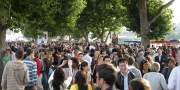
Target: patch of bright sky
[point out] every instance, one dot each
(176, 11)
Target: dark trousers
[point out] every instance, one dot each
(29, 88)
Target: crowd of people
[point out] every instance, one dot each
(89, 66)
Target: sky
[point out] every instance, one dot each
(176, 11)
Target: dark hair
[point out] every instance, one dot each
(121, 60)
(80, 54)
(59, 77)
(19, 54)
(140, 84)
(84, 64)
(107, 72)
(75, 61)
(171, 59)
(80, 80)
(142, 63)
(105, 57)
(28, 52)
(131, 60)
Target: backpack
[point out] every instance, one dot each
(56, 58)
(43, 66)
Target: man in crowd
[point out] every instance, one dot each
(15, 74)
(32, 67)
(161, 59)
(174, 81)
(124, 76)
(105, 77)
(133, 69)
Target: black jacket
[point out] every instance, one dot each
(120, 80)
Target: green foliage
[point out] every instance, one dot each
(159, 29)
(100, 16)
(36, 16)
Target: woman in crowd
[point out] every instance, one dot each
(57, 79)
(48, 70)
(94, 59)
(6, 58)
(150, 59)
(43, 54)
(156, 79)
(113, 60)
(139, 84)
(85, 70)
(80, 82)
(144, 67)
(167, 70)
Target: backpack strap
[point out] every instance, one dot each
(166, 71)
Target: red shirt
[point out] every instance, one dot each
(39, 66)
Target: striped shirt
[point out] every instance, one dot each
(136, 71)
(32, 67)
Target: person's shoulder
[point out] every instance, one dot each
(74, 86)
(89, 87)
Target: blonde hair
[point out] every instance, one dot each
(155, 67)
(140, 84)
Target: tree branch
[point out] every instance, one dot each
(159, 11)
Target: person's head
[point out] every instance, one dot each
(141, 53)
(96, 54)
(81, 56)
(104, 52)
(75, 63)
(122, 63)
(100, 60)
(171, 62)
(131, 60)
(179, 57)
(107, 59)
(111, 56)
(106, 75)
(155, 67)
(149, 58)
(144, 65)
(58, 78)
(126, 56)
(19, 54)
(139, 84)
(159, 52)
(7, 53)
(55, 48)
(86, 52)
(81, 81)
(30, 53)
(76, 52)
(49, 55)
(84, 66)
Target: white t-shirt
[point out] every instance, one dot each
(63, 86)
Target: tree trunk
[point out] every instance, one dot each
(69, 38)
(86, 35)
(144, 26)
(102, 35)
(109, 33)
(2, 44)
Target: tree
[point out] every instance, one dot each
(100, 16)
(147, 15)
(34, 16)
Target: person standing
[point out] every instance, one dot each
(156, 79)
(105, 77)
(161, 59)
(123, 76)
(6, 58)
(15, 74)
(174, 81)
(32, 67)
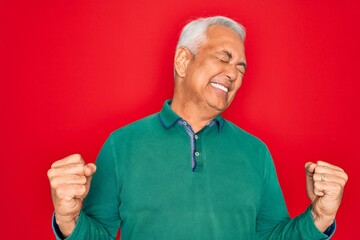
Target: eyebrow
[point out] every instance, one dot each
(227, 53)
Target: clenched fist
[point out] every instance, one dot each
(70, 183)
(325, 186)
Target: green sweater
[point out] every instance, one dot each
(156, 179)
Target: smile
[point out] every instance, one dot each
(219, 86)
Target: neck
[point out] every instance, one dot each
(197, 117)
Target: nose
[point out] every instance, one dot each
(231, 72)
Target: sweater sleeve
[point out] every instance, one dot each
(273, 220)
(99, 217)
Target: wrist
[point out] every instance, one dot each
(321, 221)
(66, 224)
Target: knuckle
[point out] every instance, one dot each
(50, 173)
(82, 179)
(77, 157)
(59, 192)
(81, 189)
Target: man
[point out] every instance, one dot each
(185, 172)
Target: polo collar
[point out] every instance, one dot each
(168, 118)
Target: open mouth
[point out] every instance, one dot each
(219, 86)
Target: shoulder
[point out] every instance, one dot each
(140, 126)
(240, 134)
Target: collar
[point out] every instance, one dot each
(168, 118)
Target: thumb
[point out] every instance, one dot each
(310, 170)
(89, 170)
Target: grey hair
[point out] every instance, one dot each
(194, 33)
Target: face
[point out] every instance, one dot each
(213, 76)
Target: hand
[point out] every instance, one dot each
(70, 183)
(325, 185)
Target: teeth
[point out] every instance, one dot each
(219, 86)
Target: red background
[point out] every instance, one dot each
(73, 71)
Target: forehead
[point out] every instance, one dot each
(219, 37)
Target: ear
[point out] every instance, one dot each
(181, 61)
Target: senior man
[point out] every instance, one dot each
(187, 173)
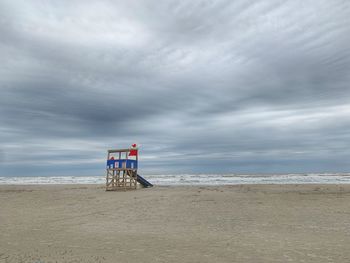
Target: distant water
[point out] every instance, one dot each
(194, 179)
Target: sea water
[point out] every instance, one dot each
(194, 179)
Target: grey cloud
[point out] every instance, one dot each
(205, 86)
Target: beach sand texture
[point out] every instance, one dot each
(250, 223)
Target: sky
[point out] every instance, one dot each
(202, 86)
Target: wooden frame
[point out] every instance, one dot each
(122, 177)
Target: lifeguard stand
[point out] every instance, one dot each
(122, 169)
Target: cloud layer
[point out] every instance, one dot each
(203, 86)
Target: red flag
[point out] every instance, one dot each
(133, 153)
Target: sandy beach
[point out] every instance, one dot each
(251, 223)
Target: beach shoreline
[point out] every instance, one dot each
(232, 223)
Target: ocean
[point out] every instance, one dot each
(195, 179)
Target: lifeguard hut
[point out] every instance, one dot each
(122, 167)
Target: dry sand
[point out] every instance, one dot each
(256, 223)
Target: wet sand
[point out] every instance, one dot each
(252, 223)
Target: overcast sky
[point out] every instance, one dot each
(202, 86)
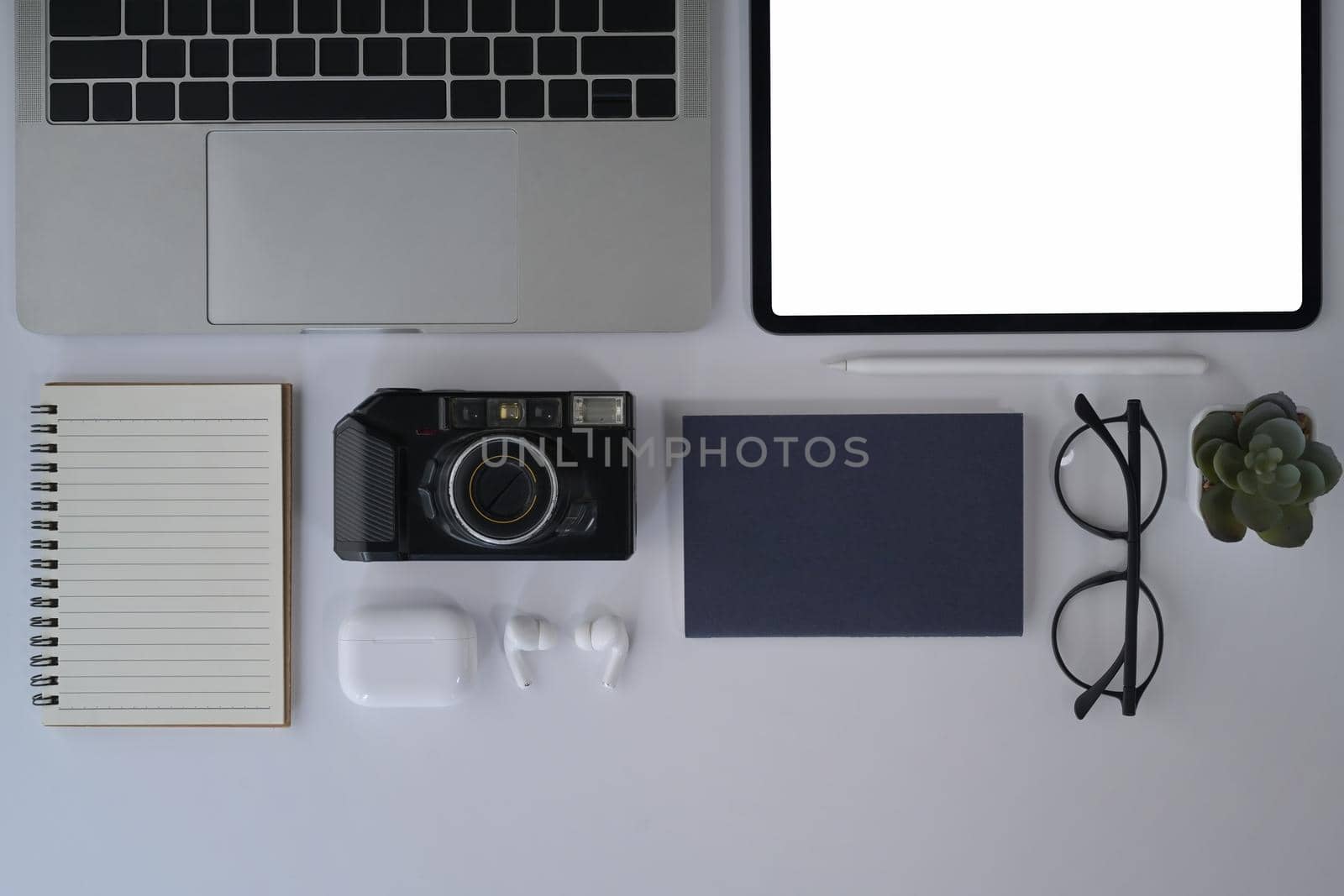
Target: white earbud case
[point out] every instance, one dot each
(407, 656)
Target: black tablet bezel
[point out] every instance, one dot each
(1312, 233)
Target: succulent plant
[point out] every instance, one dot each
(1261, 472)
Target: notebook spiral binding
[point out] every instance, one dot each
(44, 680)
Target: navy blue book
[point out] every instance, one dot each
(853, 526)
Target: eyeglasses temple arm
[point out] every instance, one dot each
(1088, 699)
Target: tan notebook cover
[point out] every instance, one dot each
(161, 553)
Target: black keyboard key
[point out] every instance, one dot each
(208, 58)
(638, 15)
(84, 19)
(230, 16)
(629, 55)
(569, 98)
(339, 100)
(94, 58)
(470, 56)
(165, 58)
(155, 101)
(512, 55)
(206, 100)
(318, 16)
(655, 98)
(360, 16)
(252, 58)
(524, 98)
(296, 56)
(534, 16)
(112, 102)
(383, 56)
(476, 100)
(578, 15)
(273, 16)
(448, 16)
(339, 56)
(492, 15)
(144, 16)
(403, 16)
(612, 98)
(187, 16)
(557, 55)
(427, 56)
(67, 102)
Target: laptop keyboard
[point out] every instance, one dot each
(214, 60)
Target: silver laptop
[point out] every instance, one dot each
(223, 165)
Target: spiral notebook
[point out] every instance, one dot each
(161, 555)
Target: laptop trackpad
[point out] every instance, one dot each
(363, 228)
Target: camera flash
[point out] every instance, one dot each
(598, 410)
* * *
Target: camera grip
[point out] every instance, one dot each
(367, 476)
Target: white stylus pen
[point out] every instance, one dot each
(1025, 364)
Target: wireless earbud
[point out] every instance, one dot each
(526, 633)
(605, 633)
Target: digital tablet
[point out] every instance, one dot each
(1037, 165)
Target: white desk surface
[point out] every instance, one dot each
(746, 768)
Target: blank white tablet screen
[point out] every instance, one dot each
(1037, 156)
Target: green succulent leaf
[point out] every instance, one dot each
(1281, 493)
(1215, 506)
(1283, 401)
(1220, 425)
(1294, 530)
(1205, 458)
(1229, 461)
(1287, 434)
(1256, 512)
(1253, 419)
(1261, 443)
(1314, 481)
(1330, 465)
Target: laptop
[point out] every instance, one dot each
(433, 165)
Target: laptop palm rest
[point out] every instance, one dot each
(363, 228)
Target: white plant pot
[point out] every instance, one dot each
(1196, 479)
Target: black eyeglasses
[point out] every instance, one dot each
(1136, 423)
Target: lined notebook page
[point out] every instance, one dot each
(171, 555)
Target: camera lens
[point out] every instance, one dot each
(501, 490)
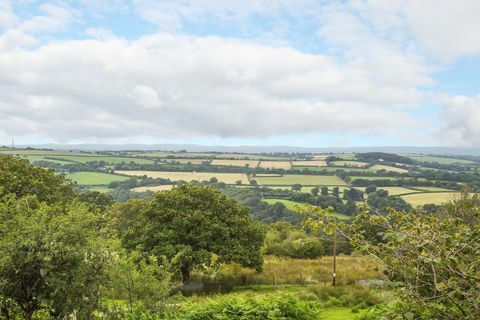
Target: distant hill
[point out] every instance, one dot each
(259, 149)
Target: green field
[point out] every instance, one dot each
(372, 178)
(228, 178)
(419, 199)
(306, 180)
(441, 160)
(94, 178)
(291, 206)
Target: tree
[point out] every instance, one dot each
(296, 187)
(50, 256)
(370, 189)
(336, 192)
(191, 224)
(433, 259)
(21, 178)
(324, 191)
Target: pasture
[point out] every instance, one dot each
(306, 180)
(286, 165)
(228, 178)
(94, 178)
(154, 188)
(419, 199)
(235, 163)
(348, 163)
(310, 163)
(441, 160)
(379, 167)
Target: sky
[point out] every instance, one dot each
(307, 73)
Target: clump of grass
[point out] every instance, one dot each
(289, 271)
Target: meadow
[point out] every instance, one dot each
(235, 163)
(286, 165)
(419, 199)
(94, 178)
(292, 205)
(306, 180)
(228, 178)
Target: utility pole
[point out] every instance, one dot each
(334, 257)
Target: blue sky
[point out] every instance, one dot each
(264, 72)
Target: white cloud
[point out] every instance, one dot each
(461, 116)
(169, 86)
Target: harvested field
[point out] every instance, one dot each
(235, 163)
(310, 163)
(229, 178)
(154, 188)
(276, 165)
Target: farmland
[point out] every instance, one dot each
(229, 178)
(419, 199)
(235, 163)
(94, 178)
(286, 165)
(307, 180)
---
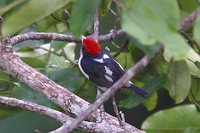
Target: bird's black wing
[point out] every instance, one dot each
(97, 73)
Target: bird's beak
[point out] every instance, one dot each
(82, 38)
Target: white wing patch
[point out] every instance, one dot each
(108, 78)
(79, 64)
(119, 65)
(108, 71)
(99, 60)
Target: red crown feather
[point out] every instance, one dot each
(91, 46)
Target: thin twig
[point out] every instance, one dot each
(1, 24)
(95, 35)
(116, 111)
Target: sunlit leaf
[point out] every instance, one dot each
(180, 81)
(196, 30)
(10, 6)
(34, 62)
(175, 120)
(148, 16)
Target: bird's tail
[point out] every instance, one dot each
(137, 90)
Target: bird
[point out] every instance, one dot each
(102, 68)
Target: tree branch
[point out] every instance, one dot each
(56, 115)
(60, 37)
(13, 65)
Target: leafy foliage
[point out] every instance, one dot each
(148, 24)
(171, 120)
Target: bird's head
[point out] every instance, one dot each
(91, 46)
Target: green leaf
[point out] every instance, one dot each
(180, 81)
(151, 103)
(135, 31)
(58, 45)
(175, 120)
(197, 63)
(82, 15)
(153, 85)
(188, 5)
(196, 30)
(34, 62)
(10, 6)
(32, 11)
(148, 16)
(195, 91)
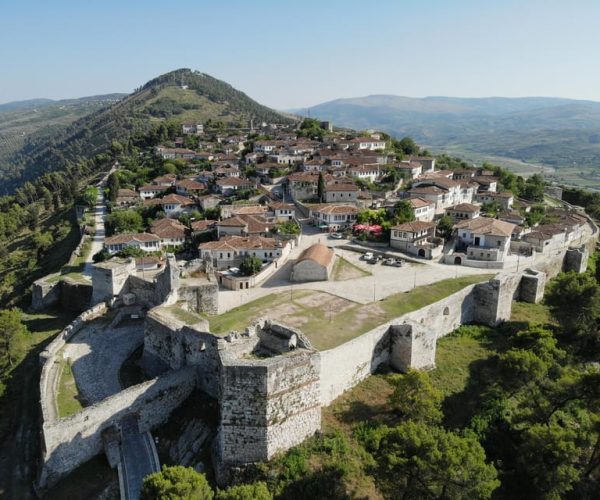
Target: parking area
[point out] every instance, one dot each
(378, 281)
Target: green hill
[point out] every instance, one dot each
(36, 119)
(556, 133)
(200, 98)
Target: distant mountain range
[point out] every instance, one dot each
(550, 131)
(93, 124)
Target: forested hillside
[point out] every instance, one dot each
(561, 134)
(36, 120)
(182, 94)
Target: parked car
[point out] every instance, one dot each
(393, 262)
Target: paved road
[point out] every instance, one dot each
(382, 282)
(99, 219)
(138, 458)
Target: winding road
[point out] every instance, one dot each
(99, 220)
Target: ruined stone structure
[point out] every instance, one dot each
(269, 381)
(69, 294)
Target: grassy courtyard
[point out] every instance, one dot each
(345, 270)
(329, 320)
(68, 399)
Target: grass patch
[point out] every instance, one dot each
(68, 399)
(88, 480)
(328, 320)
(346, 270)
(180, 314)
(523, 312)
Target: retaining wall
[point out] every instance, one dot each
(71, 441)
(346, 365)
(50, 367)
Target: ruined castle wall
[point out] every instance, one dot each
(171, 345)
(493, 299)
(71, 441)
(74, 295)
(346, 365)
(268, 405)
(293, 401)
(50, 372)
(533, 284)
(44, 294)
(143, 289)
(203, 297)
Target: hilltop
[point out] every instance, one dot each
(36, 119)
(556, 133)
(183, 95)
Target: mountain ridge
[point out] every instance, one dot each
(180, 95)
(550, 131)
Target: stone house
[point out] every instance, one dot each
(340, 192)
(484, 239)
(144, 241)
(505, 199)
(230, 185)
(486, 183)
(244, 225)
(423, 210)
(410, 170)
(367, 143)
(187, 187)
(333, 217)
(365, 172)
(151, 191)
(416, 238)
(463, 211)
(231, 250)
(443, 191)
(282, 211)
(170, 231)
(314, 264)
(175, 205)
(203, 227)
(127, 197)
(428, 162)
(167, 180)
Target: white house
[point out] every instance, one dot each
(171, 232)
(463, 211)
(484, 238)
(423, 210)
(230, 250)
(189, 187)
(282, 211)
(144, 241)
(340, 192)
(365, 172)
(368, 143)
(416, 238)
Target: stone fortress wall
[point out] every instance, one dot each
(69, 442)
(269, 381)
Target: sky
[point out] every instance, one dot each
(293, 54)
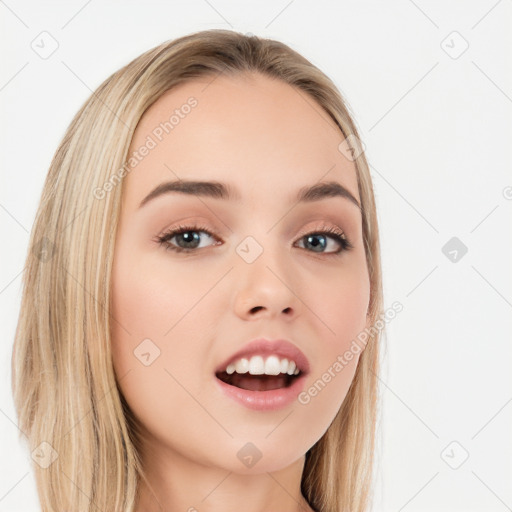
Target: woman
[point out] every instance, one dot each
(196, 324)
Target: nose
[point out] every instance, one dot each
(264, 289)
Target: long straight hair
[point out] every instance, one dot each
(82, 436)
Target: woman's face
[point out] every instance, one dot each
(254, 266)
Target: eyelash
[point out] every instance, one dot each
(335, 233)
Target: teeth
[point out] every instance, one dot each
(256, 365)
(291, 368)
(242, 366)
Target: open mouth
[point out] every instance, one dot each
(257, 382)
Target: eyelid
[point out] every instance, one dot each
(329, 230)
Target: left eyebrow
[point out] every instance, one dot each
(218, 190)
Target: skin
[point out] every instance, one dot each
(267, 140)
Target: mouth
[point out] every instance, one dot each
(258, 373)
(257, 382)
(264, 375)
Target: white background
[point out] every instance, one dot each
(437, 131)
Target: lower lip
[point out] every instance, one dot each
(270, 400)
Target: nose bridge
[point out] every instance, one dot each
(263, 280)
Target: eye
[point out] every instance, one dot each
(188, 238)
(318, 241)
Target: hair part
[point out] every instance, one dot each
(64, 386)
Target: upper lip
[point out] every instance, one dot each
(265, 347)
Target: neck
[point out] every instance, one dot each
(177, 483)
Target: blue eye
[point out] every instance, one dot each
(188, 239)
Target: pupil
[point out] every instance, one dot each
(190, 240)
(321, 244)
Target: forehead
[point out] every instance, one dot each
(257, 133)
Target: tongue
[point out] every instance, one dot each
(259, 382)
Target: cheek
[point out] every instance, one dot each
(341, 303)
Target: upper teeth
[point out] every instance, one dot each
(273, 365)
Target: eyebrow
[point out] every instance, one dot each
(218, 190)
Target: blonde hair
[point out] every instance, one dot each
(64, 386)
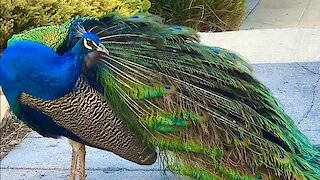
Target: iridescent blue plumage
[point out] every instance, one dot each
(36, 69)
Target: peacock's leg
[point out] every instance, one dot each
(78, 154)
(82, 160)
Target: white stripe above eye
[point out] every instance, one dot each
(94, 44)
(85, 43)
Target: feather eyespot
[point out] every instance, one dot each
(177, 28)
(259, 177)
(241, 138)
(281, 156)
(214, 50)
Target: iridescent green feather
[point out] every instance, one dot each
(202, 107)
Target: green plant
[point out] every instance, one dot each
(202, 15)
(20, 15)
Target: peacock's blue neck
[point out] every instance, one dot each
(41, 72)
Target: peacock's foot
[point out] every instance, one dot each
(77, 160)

* **EXERCISE AIM**: All lines in the listing above from the line containing "Target: succulent plant" to the line containing "Target: black keyboard key", inclusive, should be retyped exactly; no other lines should appear.

* **EXERCISE ANSWER**:
Target: succulent plant
[point out] every instance, one dot each
(1261, 472)
Target: notebook spiral binding
[point out] every instance, one dot each
(44, 680)
Target: navy blue book
[point out] every instance, one dot each
(853, 526)
Target: eyeglasses temple arm
[point out] every instance, one dot each
(1088, 699)
Target: tan notebook cover
[point out] every instance, one dot each
(161, 553)
Target: black keyboard key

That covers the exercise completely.